**Record excerpts:**
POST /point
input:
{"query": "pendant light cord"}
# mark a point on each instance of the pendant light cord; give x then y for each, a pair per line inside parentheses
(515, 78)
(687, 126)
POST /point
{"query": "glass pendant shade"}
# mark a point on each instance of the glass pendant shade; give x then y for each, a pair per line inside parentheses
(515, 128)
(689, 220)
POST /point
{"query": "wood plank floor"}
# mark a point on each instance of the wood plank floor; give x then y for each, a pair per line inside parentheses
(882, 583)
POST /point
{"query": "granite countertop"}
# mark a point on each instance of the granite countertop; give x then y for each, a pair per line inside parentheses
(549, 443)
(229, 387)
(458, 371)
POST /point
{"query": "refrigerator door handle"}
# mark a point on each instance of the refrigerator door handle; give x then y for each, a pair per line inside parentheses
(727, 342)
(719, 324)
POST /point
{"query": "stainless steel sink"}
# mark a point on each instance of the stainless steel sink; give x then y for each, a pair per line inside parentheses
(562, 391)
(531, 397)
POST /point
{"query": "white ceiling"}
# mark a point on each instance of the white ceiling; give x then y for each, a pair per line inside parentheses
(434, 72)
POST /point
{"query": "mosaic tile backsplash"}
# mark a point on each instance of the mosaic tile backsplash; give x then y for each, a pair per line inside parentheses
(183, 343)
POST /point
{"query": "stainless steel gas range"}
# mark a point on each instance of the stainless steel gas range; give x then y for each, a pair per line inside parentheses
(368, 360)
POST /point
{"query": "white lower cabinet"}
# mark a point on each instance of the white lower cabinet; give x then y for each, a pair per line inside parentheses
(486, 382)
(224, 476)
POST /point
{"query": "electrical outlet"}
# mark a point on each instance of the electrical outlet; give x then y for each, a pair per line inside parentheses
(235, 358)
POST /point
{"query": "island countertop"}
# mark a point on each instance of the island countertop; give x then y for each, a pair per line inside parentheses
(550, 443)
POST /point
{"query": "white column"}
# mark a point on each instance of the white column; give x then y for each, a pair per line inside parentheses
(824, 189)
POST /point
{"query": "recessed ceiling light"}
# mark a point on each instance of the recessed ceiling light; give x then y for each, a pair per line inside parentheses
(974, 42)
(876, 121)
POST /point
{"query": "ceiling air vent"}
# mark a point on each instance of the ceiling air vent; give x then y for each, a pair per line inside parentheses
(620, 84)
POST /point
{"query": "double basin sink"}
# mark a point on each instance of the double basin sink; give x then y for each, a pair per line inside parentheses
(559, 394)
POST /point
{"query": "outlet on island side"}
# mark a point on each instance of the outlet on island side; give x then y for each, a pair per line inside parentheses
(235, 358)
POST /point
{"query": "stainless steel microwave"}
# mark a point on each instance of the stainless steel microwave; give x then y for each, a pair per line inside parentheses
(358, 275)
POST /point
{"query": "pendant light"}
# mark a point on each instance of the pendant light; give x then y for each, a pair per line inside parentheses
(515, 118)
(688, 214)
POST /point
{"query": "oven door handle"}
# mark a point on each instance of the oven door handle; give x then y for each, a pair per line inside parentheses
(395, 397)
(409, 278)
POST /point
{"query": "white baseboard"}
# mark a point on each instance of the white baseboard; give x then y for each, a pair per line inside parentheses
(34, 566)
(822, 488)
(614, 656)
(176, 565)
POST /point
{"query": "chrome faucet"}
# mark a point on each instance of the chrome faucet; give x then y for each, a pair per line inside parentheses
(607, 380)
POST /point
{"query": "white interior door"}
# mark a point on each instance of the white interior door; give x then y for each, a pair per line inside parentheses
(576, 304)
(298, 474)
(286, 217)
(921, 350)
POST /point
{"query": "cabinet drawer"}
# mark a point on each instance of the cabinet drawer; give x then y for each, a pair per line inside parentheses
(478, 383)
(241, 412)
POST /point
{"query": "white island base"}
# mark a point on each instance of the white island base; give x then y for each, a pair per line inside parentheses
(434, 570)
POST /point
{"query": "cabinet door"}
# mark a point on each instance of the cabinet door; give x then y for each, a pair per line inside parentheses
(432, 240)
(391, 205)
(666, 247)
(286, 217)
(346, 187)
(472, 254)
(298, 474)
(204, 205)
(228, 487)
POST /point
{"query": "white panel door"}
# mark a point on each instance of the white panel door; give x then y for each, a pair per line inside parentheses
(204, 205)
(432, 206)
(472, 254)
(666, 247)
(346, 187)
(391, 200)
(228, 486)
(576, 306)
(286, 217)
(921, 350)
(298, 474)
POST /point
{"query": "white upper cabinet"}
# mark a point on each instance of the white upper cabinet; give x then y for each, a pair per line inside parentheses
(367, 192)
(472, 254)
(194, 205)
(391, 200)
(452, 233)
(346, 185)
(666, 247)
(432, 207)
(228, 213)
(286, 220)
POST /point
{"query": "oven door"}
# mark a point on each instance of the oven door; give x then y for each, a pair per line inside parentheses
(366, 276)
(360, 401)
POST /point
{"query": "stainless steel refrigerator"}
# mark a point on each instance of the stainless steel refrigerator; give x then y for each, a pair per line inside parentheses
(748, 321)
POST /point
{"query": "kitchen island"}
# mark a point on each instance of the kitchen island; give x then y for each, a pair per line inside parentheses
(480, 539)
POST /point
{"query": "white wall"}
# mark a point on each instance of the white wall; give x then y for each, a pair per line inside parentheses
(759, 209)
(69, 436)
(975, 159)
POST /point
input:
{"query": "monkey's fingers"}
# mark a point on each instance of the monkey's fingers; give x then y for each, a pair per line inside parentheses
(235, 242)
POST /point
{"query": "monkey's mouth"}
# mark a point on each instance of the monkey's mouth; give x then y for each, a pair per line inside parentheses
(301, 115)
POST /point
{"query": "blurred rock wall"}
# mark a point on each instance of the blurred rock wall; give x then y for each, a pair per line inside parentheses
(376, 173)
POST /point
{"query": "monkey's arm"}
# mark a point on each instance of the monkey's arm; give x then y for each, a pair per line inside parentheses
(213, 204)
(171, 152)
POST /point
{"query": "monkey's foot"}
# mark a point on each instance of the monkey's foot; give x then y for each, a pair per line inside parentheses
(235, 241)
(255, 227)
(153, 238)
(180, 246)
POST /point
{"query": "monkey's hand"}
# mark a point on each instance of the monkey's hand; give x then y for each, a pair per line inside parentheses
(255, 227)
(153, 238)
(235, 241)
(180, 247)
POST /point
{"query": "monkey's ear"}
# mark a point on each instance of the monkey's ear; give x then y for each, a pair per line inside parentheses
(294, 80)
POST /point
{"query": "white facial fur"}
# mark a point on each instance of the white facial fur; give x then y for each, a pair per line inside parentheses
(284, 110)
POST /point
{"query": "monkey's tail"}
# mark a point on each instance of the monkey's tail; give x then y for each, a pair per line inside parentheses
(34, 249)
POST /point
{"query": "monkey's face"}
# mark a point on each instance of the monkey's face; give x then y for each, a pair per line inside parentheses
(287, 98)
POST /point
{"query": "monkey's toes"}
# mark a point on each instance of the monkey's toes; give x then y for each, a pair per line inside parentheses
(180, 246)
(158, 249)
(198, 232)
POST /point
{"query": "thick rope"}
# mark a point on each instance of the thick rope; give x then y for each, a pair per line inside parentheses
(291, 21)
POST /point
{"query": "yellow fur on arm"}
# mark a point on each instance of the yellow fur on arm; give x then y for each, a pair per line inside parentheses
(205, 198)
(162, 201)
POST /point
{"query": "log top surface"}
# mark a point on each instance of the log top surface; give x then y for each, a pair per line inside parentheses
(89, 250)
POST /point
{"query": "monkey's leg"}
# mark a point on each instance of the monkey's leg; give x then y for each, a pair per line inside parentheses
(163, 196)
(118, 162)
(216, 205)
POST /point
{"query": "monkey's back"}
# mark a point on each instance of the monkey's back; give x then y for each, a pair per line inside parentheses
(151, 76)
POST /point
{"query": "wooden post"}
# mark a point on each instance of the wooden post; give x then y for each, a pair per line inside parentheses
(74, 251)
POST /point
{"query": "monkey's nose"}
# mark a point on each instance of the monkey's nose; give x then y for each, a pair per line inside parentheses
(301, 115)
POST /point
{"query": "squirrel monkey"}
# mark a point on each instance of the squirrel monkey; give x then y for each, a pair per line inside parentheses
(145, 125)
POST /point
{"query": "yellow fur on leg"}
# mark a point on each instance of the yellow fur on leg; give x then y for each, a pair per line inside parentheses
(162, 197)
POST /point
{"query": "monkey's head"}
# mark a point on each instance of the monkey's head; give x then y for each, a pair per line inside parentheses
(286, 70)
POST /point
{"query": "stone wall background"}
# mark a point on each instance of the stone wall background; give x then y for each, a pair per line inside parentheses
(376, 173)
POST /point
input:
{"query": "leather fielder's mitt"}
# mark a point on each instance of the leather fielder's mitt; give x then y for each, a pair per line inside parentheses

**Exercise:** Locate every line in the material above that contains the word "fingers", and copy each such line in full.

**Exercise output:**
{"query": "monkey's fingers"}
# mark a point on each instance of the monkey's fingers; give x then y for each, a pair per line inside parentheses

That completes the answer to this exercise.